> [Aim of the task]
Please state how many lines in the records below contain the string "landing", treating uppercase and lowercase as different, and reply with that number alone.

> [Data entries]

start

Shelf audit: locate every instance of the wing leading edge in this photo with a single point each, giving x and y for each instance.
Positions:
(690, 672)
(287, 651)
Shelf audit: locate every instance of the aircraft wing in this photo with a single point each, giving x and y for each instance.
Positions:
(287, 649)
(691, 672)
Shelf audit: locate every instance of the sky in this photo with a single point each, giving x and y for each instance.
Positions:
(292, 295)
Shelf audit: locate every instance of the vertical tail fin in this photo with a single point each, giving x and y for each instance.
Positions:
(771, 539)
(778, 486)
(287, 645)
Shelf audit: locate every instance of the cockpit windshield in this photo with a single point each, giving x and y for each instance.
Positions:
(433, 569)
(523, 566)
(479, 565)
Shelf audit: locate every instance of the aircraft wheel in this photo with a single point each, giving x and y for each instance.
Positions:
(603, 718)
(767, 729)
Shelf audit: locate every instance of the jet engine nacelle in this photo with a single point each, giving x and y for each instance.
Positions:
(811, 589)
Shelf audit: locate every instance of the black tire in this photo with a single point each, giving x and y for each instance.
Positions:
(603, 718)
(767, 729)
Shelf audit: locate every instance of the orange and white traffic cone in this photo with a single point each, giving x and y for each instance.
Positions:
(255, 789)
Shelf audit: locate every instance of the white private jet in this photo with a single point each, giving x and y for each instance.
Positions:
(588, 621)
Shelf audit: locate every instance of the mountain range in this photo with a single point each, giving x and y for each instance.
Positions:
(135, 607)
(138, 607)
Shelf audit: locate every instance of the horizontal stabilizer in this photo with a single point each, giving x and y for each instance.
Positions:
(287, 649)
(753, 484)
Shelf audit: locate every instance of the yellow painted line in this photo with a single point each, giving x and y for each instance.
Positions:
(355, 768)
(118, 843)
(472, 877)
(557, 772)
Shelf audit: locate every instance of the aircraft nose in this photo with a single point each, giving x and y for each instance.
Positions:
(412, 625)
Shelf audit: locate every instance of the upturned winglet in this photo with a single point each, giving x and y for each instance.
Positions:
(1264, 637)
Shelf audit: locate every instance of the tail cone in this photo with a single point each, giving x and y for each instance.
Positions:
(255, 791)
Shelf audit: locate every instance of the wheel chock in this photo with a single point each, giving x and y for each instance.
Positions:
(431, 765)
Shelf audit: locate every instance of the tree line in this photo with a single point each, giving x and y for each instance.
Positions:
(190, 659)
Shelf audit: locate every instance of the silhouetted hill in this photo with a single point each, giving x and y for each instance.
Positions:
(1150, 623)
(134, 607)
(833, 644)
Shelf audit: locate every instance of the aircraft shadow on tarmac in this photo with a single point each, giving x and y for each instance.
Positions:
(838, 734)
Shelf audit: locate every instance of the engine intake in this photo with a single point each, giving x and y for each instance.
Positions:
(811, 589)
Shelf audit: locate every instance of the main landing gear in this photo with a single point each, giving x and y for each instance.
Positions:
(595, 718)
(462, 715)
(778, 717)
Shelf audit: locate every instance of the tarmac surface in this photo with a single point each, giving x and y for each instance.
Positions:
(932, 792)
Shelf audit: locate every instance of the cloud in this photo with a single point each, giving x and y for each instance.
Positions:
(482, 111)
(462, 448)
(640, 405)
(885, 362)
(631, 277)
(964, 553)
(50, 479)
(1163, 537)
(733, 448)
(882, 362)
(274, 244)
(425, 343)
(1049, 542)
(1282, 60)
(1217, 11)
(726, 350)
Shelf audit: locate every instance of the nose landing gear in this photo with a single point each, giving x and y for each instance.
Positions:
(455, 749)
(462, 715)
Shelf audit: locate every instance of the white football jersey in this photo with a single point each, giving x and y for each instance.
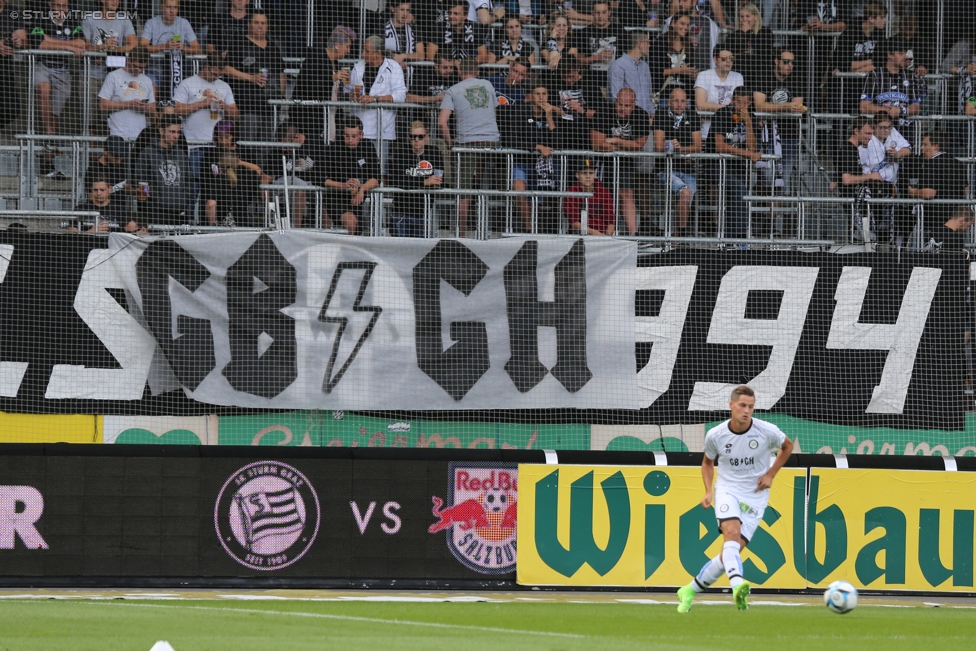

end

> [Exercise solution]
2